## Textauszug

In der Kahlberger Woche Nr. 8, 9. Jahrgang vom 7. Juli 1934 erschien folgende, aus heutiger Sicht äußerst makabre Anzeige mit der Ankündigung eines großen Feuerwerks:




14. Anzeige in der Kahlberger Woche vom 7. Juli 1934


15. Freilichttanzplatte vor der Strandhalle  (aus der Sammlung von Pawel Cwik, Elblag)



Zweiter Weltkrieg in Kahlberg:



16. Kurkonzert in der Tonhalle des Kahlberger Kurgartens (6.6.1943)

Etwa 12.000 Besucher zählte die Kurverwaltung bei Ausbruch des Zweiten Weltkrieges. Selbst in den letzten Kriegsjahren kamen noch Besucher nach Kahlberg, wie man an der 1943 verschickten Ansichtskarte sieht.

Das alte Kahlberg gibt es leider nicht mehr. Mit Ausbruch des Zweiten Weltkrieges wurde vieles anders, 1945 alles. Fast alle Ortschaften auf der Frischen Nehrung wurden gegen Kriegsende zerstört. Die alteingesessene Bevölkerung ging 1945 auf die Flucht oder wurde später vertrieben. Viele Menschen starben auf der Nehrung durch Kriegshandlungen - Einwohner, Flüchtlinge aus Ost- und Westpreußen und Soldaten. Viele ihrer Gräber sind noch unbekannt.

## Bereitgestelltes Material

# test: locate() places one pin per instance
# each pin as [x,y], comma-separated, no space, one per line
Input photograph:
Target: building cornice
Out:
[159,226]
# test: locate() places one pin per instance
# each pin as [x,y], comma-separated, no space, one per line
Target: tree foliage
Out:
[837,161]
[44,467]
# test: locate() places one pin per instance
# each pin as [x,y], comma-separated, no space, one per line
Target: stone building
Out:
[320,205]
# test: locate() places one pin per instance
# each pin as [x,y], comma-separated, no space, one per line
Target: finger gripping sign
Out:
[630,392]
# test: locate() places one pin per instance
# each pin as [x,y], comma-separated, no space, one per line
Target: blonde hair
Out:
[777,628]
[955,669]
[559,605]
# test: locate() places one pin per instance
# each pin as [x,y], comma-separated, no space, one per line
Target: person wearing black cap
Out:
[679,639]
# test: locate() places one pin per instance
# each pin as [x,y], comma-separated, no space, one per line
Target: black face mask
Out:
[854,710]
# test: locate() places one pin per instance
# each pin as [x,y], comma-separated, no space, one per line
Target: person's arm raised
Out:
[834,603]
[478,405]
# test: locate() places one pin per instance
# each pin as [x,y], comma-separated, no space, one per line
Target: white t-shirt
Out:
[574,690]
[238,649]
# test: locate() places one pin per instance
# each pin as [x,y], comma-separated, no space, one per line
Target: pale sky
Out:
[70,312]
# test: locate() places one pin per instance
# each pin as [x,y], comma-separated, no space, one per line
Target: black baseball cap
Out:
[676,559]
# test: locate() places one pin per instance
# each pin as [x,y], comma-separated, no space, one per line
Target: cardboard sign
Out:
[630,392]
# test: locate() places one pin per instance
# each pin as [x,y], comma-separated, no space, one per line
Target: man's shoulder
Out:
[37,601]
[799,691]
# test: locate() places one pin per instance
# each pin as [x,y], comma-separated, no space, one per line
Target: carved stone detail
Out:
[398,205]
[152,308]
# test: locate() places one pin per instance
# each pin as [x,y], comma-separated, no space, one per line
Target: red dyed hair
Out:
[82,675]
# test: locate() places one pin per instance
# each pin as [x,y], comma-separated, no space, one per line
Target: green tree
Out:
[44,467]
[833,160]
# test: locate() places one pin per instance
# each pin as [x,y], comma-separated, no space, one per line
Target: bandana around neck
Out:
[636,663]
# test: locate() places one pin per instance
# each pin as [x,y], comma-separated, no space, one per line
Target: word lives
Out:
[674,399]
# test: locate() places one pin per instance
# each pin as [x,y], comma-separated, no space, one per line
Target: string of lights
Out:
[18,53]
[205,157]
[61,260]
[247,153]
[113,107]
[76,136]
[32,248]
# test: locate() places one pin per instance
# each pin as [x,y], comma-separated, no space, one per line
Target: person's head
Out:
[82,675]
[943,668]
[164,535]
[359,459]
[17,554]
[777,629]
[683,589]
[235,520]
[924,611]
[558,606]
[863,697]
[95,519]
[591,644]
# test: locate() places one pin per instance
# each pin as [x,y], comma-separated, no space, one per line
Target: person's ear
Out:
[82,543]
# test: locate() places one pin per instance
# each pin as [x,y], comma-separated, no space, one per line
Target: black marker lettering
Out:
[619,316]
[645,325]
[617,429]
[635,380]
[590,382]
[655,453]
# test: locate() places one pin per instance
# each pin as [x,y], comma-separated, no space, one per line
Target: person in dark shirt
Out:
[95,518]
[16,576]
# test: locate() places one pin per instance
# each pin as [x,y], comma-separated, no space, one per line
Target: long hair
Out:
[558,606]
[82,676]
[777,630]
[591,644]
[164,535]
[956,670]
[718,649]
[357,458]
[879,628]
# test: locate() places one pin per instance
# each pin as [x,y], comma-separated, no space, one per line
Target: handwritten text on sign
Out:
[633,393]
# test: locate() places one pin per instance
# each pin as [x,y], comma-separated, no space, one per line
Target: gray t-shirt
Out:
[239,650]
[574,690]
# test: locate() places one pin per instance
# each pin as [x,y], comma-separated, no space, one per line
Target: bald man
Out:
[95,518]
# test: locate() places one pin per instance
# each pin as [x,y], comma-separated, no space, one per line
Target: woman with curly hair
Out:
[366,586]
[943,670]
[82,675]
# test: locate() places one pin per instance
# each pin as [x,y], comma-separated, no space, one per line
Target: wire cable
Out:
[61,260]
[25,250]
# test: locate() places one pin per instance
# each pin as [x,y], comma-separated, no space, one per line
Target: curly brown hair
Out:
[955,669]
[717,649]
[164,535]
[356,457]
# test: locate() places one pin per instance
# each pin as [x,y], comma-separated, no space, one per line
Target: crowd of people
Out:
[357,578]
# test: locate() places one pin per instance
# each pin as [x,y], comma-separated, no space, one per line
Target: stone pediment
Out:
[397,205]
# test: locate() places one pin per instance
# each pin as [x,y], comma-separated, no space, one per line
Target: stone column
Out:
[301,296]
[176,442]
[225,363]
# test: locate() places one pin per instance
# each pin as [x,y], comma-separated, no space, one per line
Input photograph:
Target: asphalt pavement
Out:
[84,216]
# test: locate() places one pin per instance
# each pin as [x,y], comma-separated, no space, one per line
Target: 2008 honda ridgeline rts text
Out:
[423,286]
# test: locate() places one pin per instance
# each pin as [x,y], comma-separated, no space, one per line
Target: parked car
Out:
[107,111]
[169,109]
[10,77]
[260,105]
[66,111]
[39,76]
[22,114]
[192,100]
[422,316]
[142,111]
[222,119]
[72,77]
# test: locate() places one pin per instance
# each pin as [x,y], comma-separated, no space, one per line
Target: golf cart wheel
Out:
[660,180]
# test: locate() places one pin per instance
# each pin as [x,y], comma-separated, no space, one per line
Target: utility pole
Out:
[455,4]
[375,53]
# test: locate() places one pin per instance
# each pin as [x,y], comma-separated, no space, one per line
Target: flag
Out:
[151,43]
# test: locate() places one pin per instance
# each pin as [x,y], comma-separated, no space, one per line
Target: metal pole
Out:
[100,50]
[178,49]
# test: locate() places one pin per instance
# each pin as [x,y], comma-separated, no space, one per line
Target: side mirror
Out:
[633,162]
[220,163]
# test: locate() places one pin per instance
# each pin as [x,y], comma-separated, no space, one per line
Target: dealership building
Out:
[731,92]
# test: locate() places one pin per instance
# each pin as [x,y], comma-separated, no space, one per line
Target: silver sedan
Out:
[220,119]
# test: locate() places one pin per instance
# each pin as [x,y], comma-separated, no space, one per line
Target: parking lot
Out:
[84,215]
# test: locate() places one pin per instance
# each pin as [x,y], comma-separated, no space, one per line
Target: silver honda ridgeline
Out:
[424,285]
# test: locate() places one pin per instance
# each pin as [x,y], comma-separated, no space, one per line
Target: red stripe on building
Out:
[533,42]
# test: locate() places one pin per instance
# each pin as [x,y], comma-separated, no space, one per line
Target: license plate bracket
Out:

## Aufgaben
(1) Schreibe bitte den Text über Kahlberg vollständig und ohne jede Änderung nieder.
(2) Gib jede Zeile der Datensätze an, in der die Zeichenfolge „honda“ vorkommt.

## Lösungen je Aufgabe
(1)
In der Kahlberger Woche Nr. 8, 9. Jahrgang vom 7. Juli 1934 erschien folgende, aus heutiger Sicht äußerst makabre Anzeige mit der Ankündigung eines großen Feuerwerks:




14. Anzeige in der Kahlberger Woche vom 7. Juli 1934


15. Freilichttanzplatte vor der Strandhalle  (aus der Sammlung von Pawel Cwik, Elblag)



Zweiter Weltkrieg in Kahlberg:



16. Kurkonzert in der Tonhalle des Kahlberger Kurgartens (6.6.1943)

Etwa 12.000 Besucher zählte die Kurverwaltung bei Ausbruch des Zweiten Weltkrieges. Selbst in den letzten Kriegsjahren kamen noch Besucher nach Kahlberg, wie man an der 1943 verschickten Ansichtskarte sieht.

Das alte Kahlberg gibt es leider nicht mehr. Mit Ausbruch des Zweiten Weltkrieges wurde vieles anders, 1945 alles. Fast alle Ortschaften auf der Frischen Nehrung wurden gegen Kriegsende zerstört. Die alteingesessene Bevölkerung ging 1945 auf die Flucht oder wurde später vertrieben. Viele Menschen starben auf der Nehrung durch Kriegshandlungen - Einwohner, Flüchtlinge aus Ost- und Westpreußen und Soldaten. Viele ihrer Gräber sind noch unbekannt.

(2)
Target: 2008 honda ridgeline rts text
Target: silver honda ridgeline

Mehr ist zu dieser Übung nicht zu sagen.